(Exercise task) Substitute "arena seat" for "stadium seat" everywhere in the rows below, leaving the pictures out and everything else as it stands.

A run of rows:
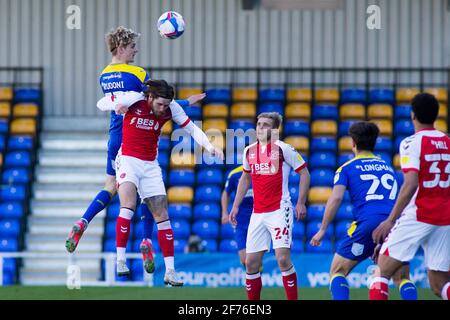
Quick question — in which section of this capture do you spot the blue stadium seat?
[3,168,30,184]
[0,185,26,201]
[195,184,222,202]
[310,152,336,169]
[341,88,366,103]
[5,151,31,167]
[394,119,414,136]
[197,169,224,185]
[8,136,33,150]
[259,88,286,102]
[0,202,24,219]
[369,89,395,104]
[311,169,334,187]
[336,202,353,220]
[310,137,337,152]
[257,102,284,115]
[334,220,353,240]
[192,220,219,239]
[194,202,221,220]
[204,88,231,104]
[312,104,339,120]
[168,203,192,220]
[169,169,195,186]
[219,239,237,252]
[283,120,310,137]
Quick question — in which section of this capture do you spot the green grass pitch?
[0,286,438,300]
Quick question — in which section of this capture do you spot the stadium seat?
[169,169,195,186]
[339,103,366,120]
[311,137,337,152]
[395,88,420,103]
[259,88,286,102]
[285,102,311,119]
[167,187,194,203]
[203,103,228,118]
[308,187,332,204]
[284,136,309,152]
[192,220,219,239]
[341,88,366,103]
[194,202,222,220]
[367,103,394,119]
[231,102,256,119]
[369,88,395,104]
[233,88,258,101]
[219,239,237,252]
[310,152,336,169]
[283,120,310,137]
[312,104,339,121]
[197,169,224,185]
[314,88,339,103]
[195,184,222,202]
[287,88,312,102]
[311,169,334,187]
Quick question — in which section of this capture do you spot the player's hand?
[372,219,394,244]
[186,93,206,106]
[295,203,306,221]
[229,207,239,226]
[309,229,326,247]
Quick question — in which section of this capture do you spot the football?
[157,11,185,39]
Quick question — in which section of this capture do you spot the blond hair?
[105,26,141,55]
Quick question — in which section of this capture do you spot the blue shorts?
[336,215,388,262]
[106,134,122,176]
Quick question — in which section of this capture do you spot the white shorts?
[116,152,166,200]
[380,215,450,272]
[245,206,294,253]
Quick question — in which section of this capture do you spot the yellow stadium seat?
[434,119,448,133]
[177,88,202,100]
[308,187,332,203]
[339,136,353,152]
[233,88,258,101]
[425,88,448,102]
[203,119,227,133]
[0,102,11,118]
[203,103,228,118]
[284,136,309,152]
[287,88,312,102]
[367,103,394,119]
[395,88,420,102]
[311,120,337,136]
[315,88,339,103]
[167,187,194,203]
[170,152,195,169]
[339,103,366,120]
[371,119,392,136]
[13,103,39,117]
[0,87,13,100]
[231,102,256,119]
[11,118,36,135]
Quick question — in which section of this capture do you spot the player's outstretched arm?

(Solved exercise)
Quick question — in which section of this capture do you spot the blue arena seat?
[3,168,30,184]
[0,185,26,201]
[195,184,222,202]
[310,152,336,169]
[341,88,366,103]
[5,151,31,167]
[394,119,414,136]
[197,169,224,185]
[8,136,33,150]
[259,88,286,102]
[0,202,24,219]
[369,89,395,104]
[311,169,334,187]
[336,202,353,220]
[310,137,337,152]
[257,102,284,115]
[334,220,353,240]
[192,220,219,239]
[194,202,221,220]
[204,88,231,104]
[312,104,339,120]
[168,203,192,220]
[169,169,195,186]
[219,239,237,252]
[283,120,310,137]
Quick question — in which section of this capture do you spot the green grass pitch?
[0,286,438,300]
Quick question — in which section of this capture do you spot the arena seat?
[169,169,195,186]
[339,103,366,120]
[311,137,337,152]
[395,88,420,103]
[259,88,286,102]
[285,102,311,119]
[167,187,194,203]
[203,103,228,118]
[308,187,332,204]
[284,136,309,152]
[192,220,219,239]
[341,88,366,103]
[194,202,222,220]
[367,103,394,119]
[231,102,256,119]
[369,88,395,104]
[233,88,258,101]
[219,239,237,252]
[310,152,336,169]
[283,120,310,137]
[312,104,339,121]
[197,169,224,185]
[314,88,339,103]
[195,184,222,202]
[287,88,312,102]
[311,169,334,187]
Quick question — in which section of this capture do you spot the player's hand?
[372,219,394,244]
[186,93,206,106]
[295,203,306,221]
[229,207,239,226]
[309,229,326,247]
Quick question — in which section of this capture do you spot the football?
[157,11,185,39]
Quick question — in which section of this capture do you spot the blond hair?
[105,26,141,55]
Quick question — in which section of this capture do you spot the blue shorts?
[336,215,388,262]
[106,134,122,176]
Quick question — in which section of this capture do you spot the white shorts?
[116,152,166,200]
[380,215,450,272]
[245,206,294,253]
Quick question — in which section of this capture do you spot the yellow arena seat?
[434,119,448,133]
[177,88,202,100]
[308,187,332,203]
[339,136,353,152]
[233,88,258,101]
[425,88,448,102]
[203,119,227,133]
[0,102,11,118]
[203,103,228,118]
[284,136,309,152]
[287,88,312,102]
[367,103,394,119]
[395,88,420,102]
[311,120,337,136]
[315,88,339,103]
[167,187,194,203]
[170,152,195,169]
[339,103,366,120]
[371,119,392,136]
[13,103,39,117]
[0,87,13,100]
[231,102,256,119]
[11,118,36,135]
Quick question — in which section of this capture do you spot the player's outstretched arm?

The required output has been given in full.